僕らの歴史

前回のエントリーからだいぶ経ってしまった。
書こうと思って何度かトライしたが、秋風がそうさせるのかどんな話題をどう頑張って書き起こしてもエモくなって結局ボツに。
どうせエモい感じでしか書けないなら、徹底的にエモく書いてやろうじゃないかというのが当エントリー。
僕らのバンドの歴史をツラツラと。
エモくてキモいので要注意。





序章

変に詮索されるのも嫌なのではじめに断っとくが、こんな話書いても解散する訳ではない。
そもそもなんでこんなエントリーを書こうかと思ったのか?
まあ理由は「エモい気分だから」の一言で済ませてもいいのだが、こういう一風変わったバンドをやってると初見の方々から必ず聞かれるのが結成の成り立ちみたいなもの。
聞いて頂く方には大変申し訳ないんだが、その都度答えるのもいい加減面倒になってきた。
なおかつ僕の記憶が正しければ、everything-differentは今年で結成10周年という節目の年なのだ(これを書いてる最中に気付いたというところが猛爆ポイント)。
10年前のちょうど今くらいの時期に初ライブを演った。
流石に10年もやってると音楽的にも僕らの関係性にも都度変化が生まれるし、あの時はこうだったという事柄も多々存在する。
温故知新とはよく言ったもので、一度ここらで僕らの歴史を振り返ってみようと思い立った。
うーん、すでにエモい。


結成

2006年、僕とギターのhideki223が所属していたバンドが活動休止になった。
バンドマンなら分かってくれると思うが、それまで自分のプライオリティのほぼ全てをバンド活動に置いていた自分にとって、それが出来なくなった瞬間、仕方がないことだと分かってはいても、手足を引きちぎられた様な感覚になったのを覚えている。
バンドマンって多かれ少なかれどこかトンがってる気質があるし、バンドマンであることにある種の自己肯定感を持っているのに「普通の人」認定された様な、トンがるための、ツッパるための武器を無くした様な、物凄い喪失感に襲われた。
どうにかしてバンドにしがみついていたい、それがあの頃の心境だった。

それはhideki223も同じで、さてどうする?と当然今後の話になる訳だ。
サポートメンバー募集して続行するのもいいけれど、半端なサポートで半端なライブ演るのはカッコ悪いだろと(今思うととんでもなく上から目線なのだが)。
そもそも僕らはボーカリストとしてもギタリストとしても結構トリッキーなプレイヤーだった。
特に僕はトリッキーなことをしたがる癖に肝心の歌は上手くない(歌が上手くない自覚があるからトリッキーなことをしたがるのかもしれない)。
こんな僕らを受容してくれるサポートメンバーなんているんだろうか?
この際普通のバンドという形態にこだわらなくてもいいんじゃないか?
ちょうどその頃僕ら二人は「音を録る」ということにどハマりしており、いわゆるDAWソフトを本格的に使い始めた時期だった。
そして僕は音楽的な嗜好性が雑食だったこともあり、エレクトロニックミュージックなど「打ち込み」の音楽も好んで聴いてたため、そういう音作りに少しだけ興味があった。
事実前身のバンドでは僕のボーカルにエフェクトをかけたり、様々にエレクトロニックの要素を試行していた。

▬▬▬▬▬▬

=== 記述課題 1 ===
「Point to the tiled」を含む行から項目の最後までを、「pin」を「marker」に入れ替え、それ以外は変えずにもう一度書いてください。
この記事と項目は互いに関係がありません。

=== 提示された項目 ===
▬▬▬▬▬▬

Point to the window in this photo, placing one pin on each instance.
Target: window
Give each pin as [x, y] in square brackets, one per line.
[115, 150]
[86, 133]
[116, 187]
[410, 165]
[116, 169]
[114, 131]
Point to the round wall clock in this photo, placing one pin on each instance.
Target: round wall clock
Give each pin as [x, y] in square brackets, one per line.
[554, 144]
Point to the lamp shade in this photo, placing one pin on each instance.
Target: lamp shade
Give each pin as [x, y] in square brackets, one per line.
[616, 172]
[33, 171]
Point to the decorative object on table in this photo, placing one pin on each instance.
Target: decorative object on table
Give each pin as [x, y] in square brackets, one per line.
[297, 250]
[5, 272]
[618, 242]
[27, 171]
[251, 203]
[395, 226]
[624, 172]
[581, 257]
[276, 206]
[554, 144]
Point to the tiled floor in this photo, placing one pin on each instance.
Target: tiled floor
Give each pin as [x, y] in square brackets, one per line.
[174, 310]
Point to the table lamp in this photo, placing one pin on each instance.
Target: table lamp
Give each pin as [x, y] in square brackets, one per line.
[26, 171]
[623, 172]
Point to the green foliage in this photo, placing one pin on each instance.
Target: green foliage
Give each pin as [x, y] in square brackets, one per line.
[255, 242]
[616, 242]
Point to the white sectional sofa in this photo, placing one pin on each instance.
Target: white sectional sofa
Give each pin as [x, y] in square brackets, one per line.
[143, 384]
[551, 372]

▬▬▬▬▬▬

=== 記述課題 2 ===
記事によると、everything-differentは今年で結成何周年ですか?

=== 解答全文 1 ===
Point to the tiled floor in this photo, placing one marker on each instance.
Target: tiled floor
Give each marker as [x, y] in square brackets, one per line.
[174, 310]
Point to the table lamp in this photo, placing one marker on each instance.
Target: table lamp
Give each marker as [x, y] in square brackets, one per line.
[26, 171]
[623, 172]
Point to the green foliage in this photo, placing one marker on each instance.
Target: green foliage
Give each marker as [x, y] in square brackets, one per line.
[255, 242]
[616, 242]
Point to the white sectional sofa in this photo, placing one marker on each instance.
Target: white sectional sofa
Give each marker as [x, y] in square brackets, one per line.
[143, 384]
[551, 372]

=== 解答全文 2 ===
結成10周年です。